* STATED TASK: Repeat precisely, and only, the lines between the line containing "Note: for every instance of the cat's tail, put" and the end of the listing below, both ends included.

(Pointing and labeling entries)
[Start]
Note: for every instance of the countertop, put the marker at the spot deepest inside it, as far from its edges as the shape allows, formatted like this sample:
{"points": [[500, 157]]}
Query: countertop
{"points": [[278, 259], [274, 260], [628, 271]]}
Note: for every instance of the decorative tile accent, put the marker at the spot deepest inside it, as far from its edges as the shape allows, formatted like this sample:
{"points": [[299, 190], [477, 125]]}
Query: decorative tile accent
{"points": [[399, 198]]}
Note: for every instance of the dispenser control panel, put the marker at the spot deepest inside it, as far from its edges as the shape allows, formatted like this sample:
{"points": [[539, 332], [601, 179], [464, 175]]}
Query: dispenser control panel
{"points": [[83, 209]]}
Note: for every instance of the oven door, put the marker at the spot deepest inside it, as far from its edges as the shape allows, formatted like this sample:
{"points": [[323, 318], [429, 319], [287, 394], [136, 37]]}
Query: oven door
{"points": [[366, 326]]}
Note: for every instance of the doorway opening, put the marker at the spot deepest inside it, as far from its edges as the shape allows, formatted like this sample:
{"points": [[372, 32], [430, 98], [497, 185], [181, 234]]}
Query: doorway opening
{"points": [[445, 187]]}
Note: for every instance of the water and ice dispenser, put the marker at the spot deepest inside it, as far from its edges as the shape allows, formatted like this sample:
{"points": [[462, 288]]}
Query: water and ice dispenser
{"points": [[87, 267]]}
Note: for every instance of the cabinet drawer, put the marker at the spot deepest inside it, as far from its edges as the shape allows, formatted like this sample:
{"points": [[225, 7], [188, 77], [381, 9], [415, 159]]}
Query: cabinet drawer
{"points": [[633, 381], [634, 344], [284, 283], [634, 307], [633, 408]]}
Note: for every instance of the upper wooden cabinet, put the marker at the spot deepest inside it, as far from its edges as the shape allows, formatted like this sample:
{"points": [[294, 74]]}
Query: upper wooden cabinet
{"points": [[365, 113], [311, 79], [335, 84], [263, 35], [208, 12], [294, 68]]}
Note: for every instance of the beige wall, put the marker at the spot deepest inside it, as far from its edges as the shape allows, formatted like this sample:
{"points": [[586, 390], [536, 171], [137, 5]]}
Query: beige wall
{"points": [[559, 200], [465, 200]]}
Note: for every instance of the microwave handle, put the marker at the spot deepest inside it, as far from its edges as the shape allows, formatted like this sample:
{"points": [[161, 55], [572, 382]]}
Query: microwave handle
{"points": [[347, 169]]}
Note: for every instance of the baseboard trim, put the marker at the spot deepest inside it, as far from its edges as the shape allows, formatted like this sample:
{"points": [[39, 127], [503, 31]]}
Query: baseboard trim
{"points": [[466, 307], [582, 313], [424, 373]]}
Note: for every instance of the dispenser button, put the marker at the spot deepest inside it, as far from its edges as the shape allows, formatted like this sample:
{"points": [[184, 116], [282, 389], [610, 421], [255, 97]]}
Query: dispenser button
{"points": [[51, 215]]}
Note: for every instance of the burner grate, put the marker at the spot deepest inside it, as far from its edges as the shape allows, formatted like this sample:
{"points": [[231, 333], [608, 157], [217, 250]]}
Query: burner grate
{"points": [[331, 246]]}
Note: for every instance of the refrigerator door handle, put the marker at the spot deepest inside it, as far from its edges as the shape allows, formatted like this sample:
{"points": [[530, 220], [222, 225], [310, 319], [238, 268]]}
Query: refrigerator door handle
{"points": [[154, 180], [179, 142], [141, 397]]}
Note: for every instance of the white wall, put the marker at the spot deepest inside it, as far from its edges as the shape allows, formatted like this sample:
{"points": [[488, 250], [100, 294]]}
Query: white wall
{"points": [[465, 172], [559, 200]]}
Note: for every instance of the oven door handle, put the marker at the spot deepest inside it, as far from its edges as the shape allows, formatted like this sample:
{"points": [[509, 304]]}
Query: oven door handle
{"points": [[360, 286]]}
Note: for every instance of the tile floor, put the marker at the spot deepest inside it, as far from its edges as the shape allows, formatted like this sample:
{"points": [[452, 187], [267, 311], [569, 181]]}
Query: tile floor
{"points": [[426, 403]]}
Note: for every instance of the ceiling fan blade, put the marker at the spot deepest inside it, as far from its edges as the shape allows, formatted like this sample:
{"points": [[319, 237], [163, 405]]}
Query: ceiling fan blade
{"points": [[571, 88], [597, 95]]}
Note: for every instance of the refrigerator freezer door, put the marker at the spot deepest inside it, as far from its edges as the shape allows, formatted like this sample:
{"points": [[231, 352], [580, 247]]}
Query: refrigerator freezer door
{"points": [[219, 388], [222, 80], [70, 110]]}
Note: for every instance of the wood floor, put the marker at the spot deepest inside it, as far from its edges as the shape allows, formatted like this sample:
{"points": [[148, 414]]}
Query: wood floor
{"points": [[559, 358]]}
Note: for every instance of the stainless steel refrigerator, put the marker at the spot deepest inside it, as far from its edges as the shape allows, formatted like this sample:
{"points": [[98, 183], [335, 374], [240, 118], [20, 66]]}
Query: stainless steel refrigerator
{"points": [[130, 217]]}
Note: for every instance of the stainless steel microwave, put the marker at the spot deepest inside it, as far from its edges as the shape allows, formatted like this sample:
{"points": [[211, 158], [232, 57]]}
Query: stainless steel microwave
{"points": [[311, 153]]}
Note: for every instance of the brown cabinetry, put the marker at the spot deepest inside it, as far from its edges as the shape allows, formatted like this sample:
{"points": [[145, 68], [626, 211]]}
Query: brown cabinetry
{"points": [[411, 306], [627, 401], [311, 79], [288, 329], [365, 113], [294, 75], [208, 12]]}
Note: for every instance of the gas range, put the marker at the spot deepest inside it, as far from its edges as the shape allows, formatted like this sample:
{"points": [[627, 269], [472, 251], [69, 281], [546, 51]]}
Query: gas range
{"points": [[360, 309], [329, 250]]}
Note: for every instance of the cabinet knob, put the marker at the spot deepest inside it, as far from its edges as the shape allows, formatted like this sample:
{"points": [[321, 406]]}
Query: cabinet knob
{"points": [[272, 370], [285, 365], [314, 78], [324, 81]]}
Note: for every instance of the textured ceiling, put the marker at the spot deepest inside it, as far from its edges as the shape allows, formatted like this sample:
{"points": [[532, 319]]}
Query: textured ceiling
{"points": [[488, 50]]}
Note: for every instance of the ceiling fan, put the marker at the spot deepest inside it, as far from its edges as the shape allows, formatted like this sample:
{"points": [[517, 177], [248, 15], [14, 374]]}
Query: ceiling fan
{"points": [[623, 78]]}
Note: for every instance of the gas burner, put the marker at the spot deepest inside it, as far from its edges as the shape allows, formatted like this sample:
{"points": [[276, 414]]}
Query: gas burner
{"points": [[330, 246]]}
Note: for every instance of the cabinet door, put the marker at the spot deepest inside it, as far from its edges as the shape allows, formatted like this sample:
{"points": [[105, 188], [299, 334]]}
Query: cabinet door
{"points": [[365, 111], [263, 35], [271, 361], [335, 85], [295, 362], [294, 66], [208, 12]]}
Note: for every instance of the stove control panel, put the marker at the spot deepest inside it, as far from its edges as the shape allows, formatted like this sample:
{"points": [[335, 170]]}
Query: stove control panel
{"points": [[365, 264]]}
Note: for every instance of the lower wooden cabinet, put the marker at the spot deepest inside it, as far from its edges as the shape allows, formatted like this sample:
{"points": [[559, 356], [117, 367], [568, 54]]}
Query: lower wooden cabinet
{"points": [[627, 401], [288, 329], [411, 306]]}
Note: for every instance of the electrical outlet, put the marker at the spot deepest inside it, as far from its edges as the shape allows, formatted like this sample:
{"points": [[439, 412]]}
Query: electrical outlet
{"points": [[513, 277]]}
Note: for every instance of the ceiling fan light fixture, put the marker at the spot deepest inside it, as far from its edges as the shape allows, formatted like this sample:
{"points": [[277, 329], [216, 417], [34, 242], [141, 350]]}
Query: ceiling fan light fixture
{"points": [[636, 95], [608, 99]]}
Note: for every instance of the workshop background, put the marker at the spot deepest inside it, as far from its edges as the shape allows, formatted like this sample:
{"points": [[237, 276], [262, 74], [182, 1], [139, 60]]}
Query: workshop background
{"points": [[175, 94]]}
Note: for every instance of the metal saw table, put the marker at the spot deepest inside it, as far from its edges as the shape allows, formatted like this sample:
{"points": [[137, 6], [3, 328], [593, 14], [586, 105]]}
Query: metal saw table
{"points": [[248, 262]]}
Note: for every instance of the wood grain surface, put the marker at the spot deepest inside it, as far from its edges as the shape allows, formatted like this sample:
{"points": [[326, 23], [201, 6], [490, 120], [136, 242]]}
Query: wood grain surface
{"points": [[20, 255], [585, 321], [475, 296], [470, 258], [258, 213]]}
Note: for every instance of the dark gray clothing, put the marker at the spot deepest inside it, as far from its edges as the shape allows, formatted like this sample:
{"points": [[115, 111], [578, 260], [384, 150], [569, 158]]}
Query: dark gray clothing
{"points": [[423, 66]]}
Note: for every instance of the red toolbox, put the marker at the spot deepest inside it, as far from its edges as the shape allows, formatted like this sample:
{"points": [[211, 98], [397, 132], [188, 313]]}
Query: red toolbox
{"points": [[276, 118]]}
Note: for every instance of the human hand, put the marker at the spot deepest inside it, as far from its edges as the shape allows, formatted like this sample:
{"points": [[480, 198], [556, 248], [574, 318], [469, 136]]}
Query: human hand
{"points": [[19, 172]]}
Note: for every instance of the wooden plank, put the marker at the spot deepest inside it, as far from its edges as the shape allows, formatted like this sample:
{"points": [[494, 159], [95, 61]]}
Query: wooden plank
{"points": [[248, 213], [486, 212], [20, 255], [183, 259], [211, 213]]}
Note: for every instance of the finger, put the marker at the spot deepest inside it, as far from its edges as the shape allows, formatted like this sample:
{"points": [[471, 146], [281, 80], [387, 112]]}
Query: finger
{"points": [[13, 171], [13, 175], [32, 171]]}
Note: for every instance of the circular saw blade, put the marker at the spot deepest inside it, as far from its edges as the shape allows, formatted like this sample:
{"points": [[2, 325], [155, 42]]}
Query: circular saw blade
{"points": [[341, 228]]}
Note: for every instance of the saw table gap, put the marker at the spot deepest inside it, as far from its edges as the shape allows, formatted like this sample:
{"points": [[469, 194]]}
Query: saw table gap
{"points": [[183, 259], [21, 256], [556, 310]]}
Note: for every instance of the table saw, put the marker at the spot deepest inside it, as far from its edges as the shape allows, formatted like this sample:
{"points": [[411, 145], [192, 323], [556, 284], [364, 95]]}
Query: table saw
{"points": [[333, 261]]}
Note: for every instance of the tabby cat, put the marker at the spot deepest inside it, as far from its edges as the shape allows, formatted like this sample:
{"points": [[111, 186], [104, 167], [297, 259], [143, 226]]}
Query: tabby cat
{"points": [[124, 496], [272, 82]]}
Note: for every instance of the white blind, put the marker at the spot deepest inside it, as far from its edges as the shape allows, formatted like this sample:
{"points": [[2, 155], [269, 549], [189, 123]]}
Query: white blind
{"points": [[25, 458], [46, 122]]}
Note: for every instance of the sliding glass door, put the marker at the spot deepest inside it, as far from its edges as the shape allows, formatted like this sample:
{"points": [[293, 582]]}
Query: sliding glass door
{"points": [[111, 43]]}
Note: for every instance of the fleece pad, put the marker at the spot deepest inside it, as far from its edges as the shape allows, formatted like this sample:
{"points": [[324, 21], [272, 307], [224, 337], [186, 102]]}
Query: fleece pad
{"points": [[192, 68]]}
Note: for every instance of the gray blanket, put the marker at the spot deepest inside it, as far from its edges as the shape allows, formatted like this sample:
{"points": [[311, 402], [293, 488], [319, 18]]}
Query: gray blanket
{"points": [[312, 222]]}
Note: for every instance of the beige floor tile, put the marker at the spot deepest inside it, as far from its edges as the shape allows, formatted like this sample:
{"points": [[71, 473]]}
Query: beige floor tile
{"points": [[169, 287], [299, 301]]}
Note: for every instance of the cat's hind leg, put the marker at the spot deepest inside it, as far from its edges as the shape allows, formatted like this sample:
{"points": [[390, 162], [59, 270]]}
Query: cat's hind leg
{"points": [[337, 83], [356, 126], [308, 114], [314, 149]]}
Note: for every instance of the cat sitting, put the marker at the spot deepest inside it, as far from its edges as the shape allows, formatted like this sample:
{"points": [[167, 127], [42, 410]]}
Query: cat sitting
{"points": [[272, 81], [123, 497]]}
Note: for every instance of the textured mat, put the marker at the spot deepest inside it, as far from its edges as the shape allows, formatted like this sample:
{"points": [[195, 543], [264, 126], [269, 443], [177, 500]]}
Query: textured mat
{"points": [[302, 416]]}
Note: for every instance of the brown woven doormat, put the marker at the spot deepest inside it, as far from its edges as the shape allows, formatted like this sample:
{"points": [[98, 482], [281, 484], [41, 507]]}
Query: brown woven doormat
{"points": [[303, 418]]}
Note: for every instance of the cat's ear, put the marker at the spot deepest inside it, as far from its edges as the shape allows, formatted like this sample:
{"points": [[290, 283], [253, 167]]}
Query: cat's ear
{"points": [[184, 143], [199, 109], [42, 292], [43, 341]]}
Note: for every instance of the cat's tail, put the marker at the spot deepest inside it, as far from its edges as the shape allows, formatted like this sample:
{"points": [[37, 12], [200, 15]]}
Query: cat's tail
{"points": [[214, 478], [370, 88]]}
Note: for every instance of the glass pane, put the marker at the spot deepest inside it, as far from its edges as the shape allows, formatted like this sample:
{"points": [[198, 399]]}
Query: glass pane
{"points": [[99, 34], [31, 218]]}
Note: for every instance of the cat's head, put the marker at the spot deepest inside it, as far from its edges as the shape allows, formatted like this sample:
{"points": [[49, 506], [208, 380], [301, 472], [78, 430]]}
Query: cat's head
[End]
* RESULT:
Note: for every instance of the cat's tail, put the marker at the spot deepest inside it, as far from its edges as the shape allows, formatted like this sample:
{"points": [[37, 12], [200, 15]]}
Query: cat's tail
{"points": [[214, 478], [370, 88]]}
Note: for every instance of the glass pane, put the marker at the spot deepest inside it, as far from its edges as the shape allows, formatted like this sample:
{"points": [[198, 399]]}
Query: glass pane
{"points": [[99, 34], [31, 218]]}
Note: for every instance of the cat's head, put the marker at the spot deepest inside it, as far from its edges as the shape allows, formatted like this sample:
{"points": [[49, 506], [208, 380], [301, 472], [78, 430]]}
Query: cat's head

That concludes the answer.